▶ _Exercise brief_: Copy every line of the data below verbatim, without changing a single character.

▶ _Provided records_:
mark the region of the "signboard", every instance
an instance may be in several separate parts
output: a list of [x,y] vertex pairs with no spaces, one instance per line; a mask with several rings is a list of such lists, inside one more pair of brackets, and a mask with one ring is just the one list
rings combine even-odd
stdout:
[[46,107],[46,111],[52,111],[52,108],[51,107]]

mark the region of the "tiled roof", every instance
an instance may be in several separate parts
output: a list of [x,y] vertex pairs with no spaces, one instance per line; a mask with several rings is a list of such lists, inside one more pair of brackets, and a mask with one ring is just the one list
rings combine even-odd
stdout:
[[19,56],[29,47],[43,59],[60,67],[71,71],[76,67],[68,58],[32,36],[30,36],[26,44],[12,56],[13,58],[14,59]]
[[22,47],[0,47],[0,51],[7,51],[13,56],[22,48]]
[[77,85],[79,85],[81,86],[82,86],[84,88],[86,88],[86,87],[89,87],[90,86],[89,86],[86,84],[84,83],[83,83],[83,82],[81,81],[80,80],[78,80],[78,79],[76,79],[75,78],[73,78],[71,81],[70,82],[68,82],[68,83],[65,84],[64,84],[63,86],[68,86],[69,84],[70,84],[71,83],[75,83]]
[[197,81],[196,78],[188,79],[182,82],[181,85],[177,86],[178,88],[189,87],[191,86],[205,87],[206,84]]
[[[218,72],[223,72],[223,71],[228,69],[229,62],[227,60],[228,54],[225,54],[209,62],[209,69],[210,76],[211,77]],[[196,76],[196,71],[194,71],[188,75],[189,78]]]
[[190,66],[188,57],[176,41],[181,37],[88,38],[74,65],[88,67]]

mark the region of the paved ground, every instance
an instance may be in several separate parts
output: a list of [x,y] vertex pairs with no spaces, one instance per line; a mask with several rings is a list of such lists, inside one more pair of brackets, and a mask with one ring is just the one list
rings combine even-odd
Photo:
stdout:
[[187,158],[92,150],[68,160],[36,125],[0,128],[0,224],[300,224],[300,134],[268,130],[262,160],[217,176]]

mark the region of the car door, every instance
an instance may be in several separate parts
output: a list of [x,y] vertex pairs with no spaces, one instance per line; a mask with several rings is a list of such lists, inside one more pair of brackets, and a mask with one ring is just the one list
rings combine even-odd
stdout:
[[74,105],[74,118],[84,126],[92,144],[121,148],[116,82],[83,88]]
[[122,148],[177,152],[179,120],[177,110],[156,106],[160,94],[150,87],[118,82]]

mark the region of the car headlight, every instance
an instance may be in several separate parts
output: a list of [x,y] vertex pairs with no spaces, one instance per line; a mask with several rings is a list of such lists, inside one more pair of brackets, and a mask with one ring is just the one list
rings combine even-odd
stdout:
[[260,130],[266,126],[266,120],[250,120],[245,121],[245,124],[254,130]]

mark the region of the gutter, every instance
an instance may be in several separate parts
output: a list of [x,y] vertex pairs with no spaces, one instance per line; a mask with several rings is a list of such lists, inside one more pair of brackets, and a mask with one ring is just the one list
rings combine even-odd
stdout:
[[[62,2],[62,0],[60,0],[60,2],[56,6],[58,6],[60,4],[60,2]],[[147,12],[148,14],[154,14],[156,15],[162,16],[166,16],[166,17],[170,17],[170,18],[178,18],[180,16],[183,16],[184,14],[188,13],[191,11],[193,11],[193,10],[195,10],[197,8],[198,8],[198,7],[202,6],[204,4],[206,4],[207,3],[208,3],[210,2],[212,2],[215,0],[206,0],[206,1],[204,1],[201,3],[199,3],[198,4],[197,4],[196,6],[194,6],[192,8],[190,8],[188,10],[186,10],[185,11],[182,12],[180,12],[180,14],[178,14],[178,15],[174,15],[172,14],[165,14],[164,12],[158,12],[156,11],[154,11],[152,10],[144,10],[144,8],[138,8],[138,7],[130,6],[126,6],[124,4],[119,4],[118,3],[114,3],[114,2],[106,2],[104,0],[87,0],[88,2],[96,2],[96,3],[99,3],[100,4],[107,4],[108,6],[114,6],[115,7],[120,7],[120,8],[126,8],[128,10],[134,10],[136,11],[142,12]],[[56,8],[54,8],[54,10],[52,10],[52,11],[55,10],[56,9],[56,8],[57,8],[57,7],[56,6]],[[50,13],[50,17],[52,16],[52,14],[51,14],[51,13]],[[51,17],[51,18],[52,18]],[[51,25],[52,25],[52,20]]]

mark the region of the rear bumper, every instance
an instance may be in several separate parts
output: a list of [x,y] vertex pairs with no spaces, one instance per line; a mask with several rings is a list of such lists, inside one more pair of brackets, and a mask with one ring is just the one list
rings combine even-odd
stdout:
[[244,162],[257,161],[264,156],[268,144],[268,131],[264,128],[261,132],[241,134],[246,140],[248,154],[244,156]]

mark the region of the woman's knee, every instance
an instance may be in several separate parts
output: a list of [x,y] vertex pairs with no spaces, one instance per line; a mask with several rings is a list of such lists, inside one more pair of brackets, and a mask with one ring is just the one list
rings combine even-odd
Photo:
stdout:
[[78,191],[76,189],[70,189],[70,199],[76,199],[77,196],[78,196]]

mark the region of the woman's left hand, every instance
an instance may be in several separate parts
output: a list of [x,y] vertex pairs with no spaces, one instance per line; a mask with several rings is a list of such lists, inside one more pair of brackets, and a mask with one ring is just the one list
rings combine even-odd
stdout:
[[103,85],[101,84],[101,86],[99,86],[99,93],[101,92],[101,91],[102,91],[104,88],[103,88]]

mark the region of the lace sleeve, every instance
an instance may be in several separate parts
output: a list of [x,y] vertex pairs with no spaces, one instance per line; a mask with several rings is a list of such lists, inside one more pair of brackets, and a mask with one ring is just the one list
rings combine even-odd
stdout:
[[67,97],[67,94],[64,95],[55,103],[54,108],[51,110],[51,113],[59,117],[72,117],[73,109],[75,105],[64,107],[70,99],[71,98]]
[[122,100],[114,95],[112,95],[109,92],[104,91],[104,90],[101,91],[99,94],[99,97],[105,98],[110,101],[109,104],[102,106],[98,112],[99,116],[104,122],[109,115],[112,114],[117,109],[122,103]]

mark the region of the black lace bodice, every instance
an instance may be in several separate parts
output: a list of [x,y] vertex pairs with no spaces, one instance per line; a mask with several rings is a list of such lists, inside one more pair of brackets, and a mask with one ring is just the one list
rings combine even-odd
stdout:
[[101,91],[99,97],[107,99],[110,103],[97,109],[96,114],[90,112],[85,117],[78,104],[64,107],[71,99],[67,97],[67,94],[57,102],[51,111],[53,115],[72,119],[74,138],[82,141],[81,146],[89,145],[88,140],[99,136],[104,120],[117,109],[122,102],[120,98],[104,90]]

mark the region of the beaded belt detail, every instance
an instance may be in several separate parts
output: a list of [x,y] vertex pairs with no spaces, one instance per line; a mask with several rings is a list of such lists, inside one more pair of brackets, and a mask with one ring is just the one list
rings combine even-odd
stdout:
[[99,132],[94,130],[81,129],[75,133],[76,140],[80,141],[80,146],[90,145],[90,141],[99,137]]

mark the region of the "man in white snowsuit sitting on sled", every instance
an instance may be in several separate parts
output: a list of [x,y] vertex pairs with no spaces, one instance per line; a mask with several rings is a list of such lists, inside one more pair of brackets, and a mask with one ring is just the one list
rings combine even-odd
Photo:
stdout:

▶ _Final answer_:
mark the region of the "signboard", every instance
an instance may be in several separate parts
output: a list of [x,y] vertex pairs with no spaces, one instance per line; a mask with several rings is a list of such lists, inside one more pair of brackets, and a mask with one ring is just the one list
rings combine even-odd
stdout:
[[46,107],[46,111],[52,111],[52,108],[51,107]]

mark the region of the "tiled roof", every instance
an instance may be in several separate parts
output: a list of [x,y] vertex pairs with no spaces, one instance per line; a mask with several rings is a list of such lists, inside one more pair of brackets, and a mask with one ring is just the one list
rings combine even-odd
stdout:
[[19,56],[29,47],[43,59],[60,67],[71,71],[76,67],[68,58],[32,36],[30,36],[26,44],[12,56],[13,58],[14,59]]
[[22,47],[0,47],[0,51],[7,51],[13,56],[22,48]]
[[77,85],[79,85],[81,86],[82,86],[84,88],[86,88],[86,87],[89,87],[90,86],[89,86],[86,84],[84,83],[83,83],[83,82],[81,81],[80,80],[78,80],[78,79],[76,79],[75,78],[73,78],[71,81],[70,82],[68,82],[68,83],[65,84],[64,84],[63,86],[68,86],[69,84],[70,84],[71,83],[75,83]]
[[197,81],[196,78],[188,79],[182,82],[181,85],[177,86],[178,88],[189,87],[191,86],[205,87],[206,84]]
[[[218,72],[223,72],[223,71],[228,69],[229,62],[227,60],[228,54],[225,54],[209,62],[209,69],[210,76],[211,77]],[[196,76],[196,71],[194,71],[188,75],[189,78]]]
[[190,66],[188,57],[176,41],[181,37],[88,38],[74,65],[88,67]]

mark the region of the paved ground, every instance
an instance may be in several separate parts
output: a list of [x,y] vertex pairs with no spaces, one instance per line; a mask with several rings is a list of such lists, inside one more pair of brackets, and a mask with one ring is just the one list
rings combine even-odd
Photo:
stdout:
[[187,158],[92,150],[68,160],[36,125],[0,128],[0,224],[300,224],[300,134],[268,130],[262,160],[217,176]]

mark the region of the car door, every instance
an instance may be in several separate parts
output: a list of [x,y] vertex pairs with no spaces, one instance per line; a mask with several rings is a list of such lists, inside one more pair of brackets, and a mask with one ring is just the one list
rings combine even-odd
stdout:
[[74,105],[74,118],[84,126],[92,144],[121,148],[116,82],[83,88]]
[[122,148],[177,152],[179,120],[177,110],[156,106],[160,94],[150,87],[118,82]]

mark the region of the car headlight, every instance
an instance may be in several separate parts
output: a list of [x,y] vertex pairs with no spaces, one instance per line; a mask with several rings is a list of such lists, inside one more pair of brackets, and a mask with one ring is just the one list
rings combine even-odd
stdout:
[[260,130],[266,126],[266,120],[250,120],[245,121],[245,124],[254,130]]

mark the region of the gutter, every instance
an instance may be in several separate parts
output: a list of [x,y] vertex pairs with no spaces, one instance per line; a mask with several rings is a list of such lists, inside one more pair of brackets, and a mask with one ring is just the one list
rings combine even-odd
stdout:
[[[62,2],[62,0],[60,0],[60,2],[56,6],[58,6],[60,4],[60,2]],[[147,12],[148,14],[154,14],[156,15],[162,16],[166,16],[166,17],[170,17],[170,18],[178,18],[180,16],[183,16],[184,14],[188,13],[191,11],[193,11],[193,10],[195,10],[197,8],[198,8],[198,7],[202,6],[204,4],[206,4],[207,3],[208,3],[210,2],[212,2],[215,0],[206,0],[206,1],[204,1],[201,3],[199,3],[198,4],[197,4],[196,6],[194,6],[192,8],[190,8],[188,10],[186,10],[185,11],[182,12],[180,12],[180,14],[178,14],[178,15],[174,15],[172,14],[165,14],[164,12],[158,12],[156,11],[154,11],[152,10],[144,10],[144,8],[138,8],[138,7],[130,6],[126,6],[124,4],[119,4],[118,3],[114,3],[114,2],[106,2],[104,0],[87,0],[88,2],[96,2],[96,3],[99,3],[100,4],[107,4],[108,6],[114,6],[115,7],[120,7],[120,8],[126,8],[128,10],[134,10],[136,11],[142,12]],[[56,8],[54,8],[54,10],[52,10],[52,11],[55,10],[56,9],[56,8],[57,8],[57,7],[56,6]],[[50,13],[50,17],[52,16],[52,14],[51,14],[51,13]],[[51,17],[51,18],[52,18]],[[51,25],[52,25],[52,20]]]

mark the region of the rear bumper, every instance
an instance may be in several separate parts
output: a list of [x,y] vertex pairs with no spaces, one instance per line; a mask with several rings is a list of such lists, inside one more pair of brackets, and a mask with one ring is just the one list
rings combine even-odd
stdout:
[[244,162],[257,161],[264,156],[268,144],[268,131],[264,128],[261,132],[241,134],[246,140],[248,154],[244,156]]

mark the region of the woman's knee, every instance
an instance may be in several separate parts
output: a list of [x,y] vertex pairs with no spaces, one instance per line; a mask with several rings is a list of such lists, inside one more pair of brackets, and a mask with one ring is just the one list
rings combine even-odd
Photo:
stdout:
[[78,191],[76,189],[70,189],[70,199],[76,199],[77,196],[78,196]]

mark the region of the woman's left hand, every instance
an instance may be in several separate parts
output: a list of [x,y] vertex pairs with no spaces, one instance per line; a mask with several rings is a list of such lists, inside one more pair of brackets, and a mask with one ring is just the one list
rings combine even-odd
stdout:
[[103,85],[101,84],[101,86],[99,86],[99,93],[101,92],[101,91],[102,91],[104,88],[103,88]]

mark the region of the lace sleeve, every instance
an instance may be in several separate parts
output: a list of [x,y] vertex pairs with no spaces, one instance per line; a mask with several rings is a list of such lists, inside one more pair of brackets, and a mask with one ring is just the one list
rings combine even-odd
stdout:
[[67,97],[67,94],[64,95],[55,103],[54,108],[51,110],[51,113],[59,117],[72,117],[73,109],[75,105],[64,107],[70,99],[71,98]]
[[122,100],[114,95],[112,95],[109,92],[104,91],[104,90],[101,91],[99,94],[99,97],[105,98],[110,101],[109,104],[102,106],[98,112],[99,116],[104,122],[109,115],[112,114],[117,109],[122,103]]

mark the region of the black lace bodice, every instance
an instance may be in several separate parts
output: a list of [x,y] vertex pairs with no spaces, one instance per line; a mask with several rings is a list of such lists, inside one more pair of brackets, and a mask with one ring is just the one list
rings combine even-odd
stdout:
[[101,91],[99,97],[107,99],[110,103],[97,109],[96,114],[90,112],[85,117],[78,104],[64,107],[71,99],[67,97],[67,94],[57,102],[51,111],[53,115],[72,119],[74,138],[82,141],[81,146],[89,145],[88,140],[99,136],[104,120],[117,109],[122,102],[120,98],[104,90]]

mark the region of the beaded belt detail, every instance
an instance may be in several separate parts
output: a list of [x,y] vertex pairs with no spaces, one instance per line; a mask with several rings is a list of such lists, inside one more pair of brackets, and a mask with one ring is just the one list
rings combine even-odd
stdout:
[[99,132],[94,130],[81,129],[75,133],[76,140],[80,141],[80,146],[90,145],[90,141],[99,137]]

mark the region of the "man in white snowsuit sitting on sled", every instance
an instance may be in several separate parts
output: a list of [x,y] vertex pairs with no spaces, one instance per line; a mask with several rings is a list of such lists, inside one more pair of brackets, and a mask with one ring is just the one list
rings combine even-odd
Photo:
stdout:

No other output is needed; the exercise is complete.